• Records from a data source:
**********

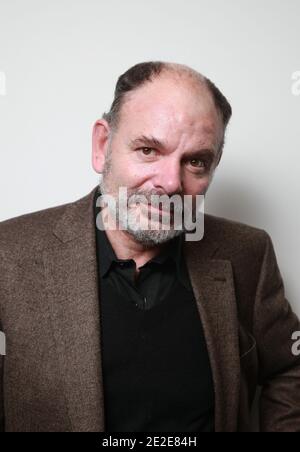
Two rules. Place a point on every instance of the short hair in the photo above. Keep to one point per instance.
(141, 73)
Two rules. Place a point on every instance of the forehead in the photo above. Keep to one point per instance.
(172, 109)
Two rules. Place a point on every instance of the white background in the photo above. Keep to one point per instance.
(62, 59)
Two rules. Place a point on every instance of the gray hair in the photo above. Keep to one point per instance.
(139, 74)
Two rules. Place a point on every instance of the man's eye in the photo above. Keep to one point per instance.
(147, 151)
(198, 163)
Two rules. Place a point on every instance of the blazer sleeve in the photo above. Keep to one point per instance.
(279, 368)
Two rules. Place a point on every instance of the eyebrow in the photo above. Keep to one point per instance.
(154, 142)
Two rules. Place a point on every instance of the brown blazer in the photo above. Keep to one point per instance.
(50, 378)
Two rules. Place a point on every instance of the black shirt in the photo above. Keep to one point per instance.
(156, 370)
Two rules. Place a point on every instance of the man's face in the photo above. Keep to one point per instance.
(167, 143)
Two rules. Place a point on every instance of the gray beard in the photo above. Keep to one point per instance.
(148, 238)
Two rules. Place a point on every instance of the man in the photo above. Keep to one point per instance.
(137, 329)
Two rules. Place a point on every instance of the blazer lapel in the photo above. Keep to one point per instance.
(72, 287)
(213, 286)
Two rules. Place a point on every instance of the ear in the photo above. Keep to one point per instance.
(100, 141)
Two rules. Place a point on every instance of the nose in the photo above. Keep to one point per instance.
(168, 177)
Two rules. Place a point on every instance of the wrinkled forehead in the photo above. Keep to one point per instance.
(166, 109)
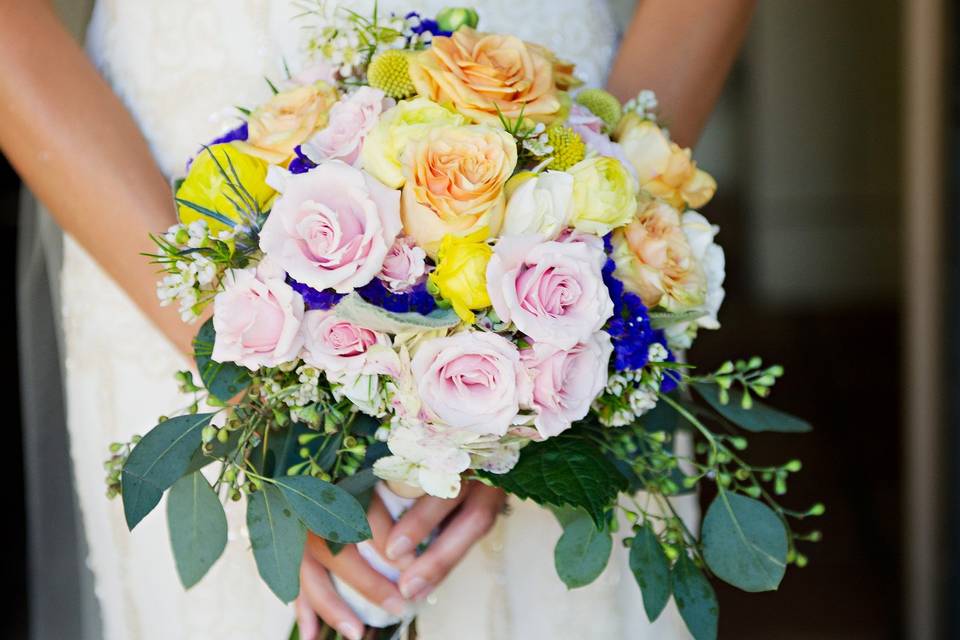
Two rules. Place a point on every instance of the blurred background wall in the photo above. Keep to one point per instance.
(808, 145)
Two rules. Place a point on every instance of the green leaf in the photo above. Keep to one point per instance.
(651, 569)
(744, 542)
(359, 483)
(198, 527)
(759, 417)
(222, 380)
(355, 309)
(695, 598)
(566, 470)
(219, 450)
(159, 460)
(582, 552)
(277, 537)
(328, 510)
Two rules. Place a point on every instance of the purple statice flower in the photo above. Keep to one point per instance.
(314, 299)
(629, 328)
(420, 25)
(301, 163)
(237, 133)
(417, 299)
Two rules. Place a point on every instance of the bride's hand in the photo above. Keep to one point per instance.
(468, 517)
(319, 597)
(464, 521)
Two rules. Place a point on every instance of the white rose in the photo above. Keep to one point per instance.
(700, 234)
(541, 205)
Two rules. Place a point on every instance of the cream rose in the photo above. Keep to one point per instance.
(454, 183)
(654, 259)
(604, 195)
(409, 120)
(287, 120)
(485, 76)
(665, 170)
(541, 205)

**********

• Exercise prompt: Write out, exactly as shown, only the lines running from the one that contains "the white rose" to the last line above.

• Result:
Two rules. Place a point on every instance of the white rose in the photo above. Keep to one point per instance.
(700, 234)
(541, 205)
Two rules. Place a point on every instance of the cream rose in the photo above. Keep to one point per instance.
(454, 183)
(654, 259)
(604, 195)
(409, 120)
(287, 120)
(485, 76)
(665, 170)
(541, 205)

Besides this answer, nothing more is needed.